(A block of data)
>>>>

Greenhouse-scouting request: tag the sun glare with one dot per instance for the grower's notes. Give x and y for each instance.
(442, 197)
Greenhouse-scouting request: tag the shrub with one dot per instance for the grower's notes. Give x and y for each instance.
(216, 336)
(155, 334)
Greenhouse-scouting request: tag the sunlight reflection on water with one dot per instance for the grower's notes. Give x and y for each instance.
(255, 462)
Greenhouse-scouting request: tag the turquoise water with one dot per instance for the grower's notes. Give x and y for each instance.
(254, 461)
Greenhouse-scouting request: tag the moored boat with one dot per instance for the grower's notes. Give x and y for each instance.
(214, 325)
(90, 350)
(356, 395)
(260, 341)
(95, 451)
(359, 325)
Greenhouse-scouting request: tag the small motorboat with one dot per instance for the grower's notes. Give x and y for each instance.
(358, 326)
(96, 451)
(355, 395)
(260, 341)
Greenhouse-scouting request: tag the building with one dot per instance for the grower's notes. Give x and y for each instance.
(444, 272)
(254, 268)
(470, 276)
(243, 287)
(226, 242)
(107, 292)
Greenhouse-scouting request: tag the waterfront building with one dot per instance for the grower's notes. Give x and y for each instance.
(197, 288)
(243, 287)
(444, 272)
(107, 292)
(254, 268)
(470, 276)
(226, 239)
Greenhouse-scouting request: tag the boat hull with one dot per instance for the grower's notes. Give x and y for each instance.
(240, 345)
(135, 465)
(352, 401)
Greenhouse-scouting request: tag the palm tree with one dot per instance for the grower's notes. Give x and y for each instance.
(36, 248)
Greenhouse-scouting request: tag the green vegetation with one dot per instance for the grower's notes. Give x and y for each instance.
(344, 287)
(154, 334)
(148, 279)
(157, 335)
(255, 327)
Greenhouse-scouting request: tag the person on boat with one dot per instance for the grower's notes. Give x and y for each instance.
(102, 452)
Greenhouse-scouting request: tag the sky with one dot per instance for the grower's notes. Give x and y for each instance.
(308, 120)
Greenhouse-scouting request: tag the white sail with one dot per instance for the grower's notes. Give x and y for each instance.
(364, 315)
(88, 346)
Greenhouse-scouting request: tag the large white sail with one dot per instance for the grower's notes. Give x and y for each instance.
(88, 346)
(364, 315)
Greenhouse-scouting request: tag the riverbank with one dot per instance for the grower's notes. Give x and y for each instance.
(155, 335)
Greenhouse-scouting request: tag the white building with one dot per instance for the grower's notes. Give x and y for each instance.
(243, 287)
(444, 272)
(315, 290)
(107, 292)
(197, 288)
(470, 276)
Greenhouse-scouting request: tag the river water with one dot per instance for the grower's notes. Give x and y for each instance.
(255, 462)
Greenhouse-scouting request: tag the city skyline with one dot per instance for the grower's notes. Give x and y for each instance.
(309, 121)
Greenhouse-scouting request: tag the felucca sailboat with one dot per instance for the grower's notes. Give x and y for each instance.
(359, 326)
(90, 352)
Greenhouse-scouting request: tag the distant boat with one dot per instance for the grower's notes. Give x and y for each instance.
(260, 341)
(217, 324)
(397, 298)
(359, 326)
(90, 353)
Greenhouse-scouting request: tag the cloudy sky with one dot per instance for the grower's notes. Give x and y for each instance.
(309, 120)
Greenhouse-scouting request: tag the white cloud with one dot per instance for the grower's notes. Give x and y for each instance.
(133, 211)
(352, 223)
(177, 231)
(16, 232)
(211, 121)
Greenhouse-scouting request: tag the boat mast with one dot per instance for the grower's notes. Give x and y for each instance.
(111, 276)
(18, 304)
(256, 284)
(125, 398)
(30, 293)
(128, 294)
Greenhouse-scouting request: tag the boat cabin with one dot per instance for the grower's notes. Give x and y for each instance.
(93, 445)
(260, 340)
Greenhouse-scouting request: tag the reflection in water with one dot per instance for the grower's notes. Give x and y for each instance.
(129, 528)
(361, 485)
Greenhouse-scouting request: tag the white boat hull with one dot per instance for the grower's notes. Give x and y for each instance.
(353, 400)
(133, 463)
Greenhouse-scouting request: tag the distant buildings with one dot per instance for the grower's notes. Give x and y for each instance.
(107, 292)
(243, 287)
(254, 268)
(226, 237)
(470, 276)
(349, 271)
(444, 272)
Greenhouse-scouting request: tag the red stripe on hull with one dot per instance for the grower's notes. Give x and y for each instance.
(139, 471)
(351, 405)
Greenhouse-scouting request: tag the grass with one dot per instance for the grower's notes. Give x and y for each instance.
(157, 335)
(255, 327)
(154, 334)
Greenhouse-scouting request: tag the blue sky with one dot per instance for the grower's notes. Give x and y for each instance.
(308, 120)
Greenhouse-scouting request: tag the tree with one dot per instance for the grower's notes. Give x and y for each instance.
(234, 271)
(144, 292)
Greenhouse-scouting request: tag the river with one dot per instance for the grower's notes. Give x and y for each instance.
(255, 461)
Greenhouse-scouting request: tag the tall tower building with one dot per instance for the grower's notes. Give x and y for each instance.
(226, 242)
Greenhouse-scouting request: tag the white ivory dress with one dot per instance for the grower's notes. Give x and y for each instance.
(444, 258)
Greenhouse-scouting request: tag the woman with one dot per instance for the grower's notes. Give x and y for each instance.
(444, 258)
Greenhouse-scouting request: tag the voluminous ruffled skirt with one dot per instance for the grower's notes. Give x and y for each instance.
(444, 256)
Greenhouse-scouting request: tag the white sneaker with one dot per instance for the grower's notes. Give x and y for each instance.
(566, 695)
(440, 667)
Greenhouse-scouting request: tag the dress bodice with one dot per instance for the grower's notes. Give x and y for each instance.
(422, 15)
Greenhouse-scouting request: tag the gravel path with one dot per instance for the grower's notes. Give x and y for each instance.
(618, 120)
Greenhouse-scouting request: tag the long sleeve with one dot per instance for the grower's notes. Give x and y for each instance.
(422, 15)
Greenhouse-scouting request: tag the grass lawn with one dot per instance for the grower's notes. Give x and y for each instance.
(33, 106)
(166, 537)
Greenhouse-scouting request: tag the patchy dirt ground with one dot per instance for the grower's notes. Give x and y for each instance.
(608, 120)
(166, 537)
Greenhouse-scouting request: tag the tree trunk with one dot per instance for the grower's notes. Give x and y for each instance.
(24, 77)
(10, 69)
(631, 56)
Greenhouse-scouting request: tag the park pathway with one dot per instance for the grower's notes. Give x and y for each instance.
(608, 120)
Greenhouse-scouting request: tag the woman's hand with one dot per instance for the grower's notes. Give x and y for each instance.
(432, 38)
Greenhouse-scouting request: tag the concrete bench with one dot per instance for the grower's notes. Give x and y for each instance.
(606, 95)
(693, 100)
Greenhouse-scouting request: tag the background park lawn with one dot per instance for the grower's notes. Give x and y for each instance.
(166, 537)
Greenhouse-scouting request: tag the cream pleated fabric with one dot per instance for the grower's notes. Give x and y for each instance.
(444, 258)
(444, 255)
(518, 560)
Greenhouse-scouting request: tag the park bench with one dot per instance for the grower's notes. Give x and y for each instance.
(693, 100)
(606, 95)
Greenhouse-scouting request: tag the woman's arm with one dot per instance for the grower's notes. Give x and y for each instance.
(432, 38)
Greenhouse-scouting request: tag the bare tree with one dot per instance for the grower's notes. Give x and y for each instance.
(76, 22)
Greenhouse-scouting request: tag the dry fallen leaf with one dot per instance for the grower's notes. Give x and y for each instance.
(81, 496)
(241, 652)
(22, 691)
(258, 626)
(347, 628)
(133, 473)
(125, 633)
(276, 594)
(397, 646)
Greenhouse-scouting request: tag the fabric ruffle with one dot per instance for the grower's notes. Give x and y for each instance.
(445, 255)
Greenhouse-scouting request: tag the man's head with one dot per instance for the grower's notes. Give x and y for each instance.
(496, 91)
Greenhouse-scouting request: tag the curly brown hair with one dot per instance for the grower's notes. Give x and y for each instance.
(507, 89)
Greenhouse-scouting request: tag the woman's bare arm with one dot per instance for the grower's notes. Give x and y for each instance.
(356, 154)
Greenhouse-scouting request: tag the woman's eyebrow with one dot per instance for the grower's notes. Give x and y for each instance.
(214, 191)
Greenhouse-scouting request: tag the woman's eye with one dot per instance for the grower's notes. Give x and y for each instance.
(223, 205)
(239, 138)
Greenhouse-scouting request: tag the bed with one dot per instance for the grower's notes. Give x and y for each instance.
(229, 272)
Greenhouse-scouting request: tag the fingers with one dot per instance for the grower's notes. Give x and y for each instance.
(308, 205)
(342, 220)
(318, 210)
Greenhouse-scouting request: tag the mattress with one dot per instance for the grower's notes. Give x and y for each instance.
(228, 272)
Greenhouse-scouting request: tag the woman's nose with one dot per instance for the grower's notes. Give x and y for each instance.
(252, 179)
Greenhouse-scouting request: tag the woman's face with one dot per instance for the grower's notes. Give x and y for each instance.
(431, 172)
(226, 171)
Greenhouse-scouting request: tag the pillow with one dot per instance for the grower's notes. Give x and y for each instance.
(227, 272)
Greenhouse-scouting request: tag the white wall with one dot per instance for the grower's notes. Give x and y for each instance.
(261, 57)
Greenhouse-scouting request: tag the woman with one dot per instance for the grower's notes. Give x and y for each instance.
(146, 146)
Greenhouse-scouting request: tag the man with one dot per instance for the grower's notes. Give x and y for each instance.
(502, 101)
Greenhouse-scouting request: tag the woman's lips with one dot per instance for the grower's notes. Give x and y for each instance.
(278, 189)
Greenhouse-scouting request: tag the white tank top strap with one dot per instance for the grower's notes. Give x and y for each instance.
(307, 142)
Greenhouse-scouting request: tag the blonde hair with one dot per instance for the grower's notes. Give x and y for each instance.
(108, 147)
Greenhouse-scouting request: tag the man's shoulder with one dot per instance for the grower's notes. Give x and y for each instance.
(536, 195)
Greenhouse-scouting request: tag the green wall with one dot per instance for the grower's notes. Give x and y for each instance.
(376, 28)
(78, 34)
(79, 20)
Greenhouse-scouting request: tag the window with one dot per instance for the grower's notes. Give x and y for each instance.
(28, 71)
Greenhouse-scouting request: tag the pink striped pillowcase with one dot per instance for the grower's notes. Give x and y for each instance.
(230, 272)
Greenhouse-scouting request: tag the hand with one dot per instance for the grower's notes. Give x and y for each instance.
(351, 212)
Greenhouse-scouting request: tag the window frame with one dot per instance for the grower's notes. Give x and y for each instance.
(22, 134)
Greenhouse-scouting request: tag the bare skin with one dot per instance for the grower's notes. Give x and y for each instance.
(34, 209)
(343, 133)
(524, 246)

<<<<

** What you are asked to do **
Render the part of the rows that opens with the line containing "Greenhouse-scouting request: tag the man with" and closes with the final line of the rows as a Markdown table, leaving out blank lines. Use the columns No. (the line's running number) and Line (the line itself).

** Exercise answer **
| No. | Line |
|---|---|
| 1 | Greenhouse-scouting request: tag the man with one dot per instance for the grower's notes. Give x and y for each instance. |
| 2 | (502, 101) |
| 3 | Greenhouse-scouting request: tag the woman's lips with one dot per instance for the grower's notes. Give x and y for each instance. |
| 4 | (278, 189) |
| 5 | Greenhouse-scouting request: tag the white tank top strap with one dot per instance for the grower's notes. Give x and y for each instance. |
| 6 | (307, 142) |
| 7 | Greenhouse-scouting request: tag the blonde hair with one dot per instance for the grower's notes. Give x and y for each instance. |
| 8 | (108, 147) |
| 9 | Greenhouse-scouting request: tag the man's shoulder with one dot per instance for the grower's notes. Give x and y for each instance. |
| 10 | (536, 195) |
| 11 | Greenhouse-scouting request: tag the green wall with one dot per instance for the grower's notes. Give x and y for each instance. |
| 12 | (376, 28) |
| 13 | (78, 34) |
| 14 | (79, 20) |
| 15 | Greenhouse-scouting request: tag the window with one dot per instance for the grower's notes. Give x and y for each instance. |
| 16 | (28, 71) |
| 17 | Greenhouse-scouting request: tag the pink striped pillowcase with one dot per instance for the grower's notes. Give x and y for each instance. |
| 18 | (230, 272) |
| 19 | Greenhouse-scouting request: tag the hand with one dot per instance for the grower's notes. Give x and y for each instance. |
| 20 | (351, 212) |
| 21 | Greenhouse-scouting request: tag the window frame with one dot per instance for the grower's notes. Give x and y for each instance. |
| 22 | (22, 134) |
| 23 | Greenhouse-scouting request: tag the bare skin with one dot per instance for the grower's notes. Give x and y for each instance. |
| 24 | (34, 209) |
| 25 | (343, 133) |
| 26 | (524, 246) |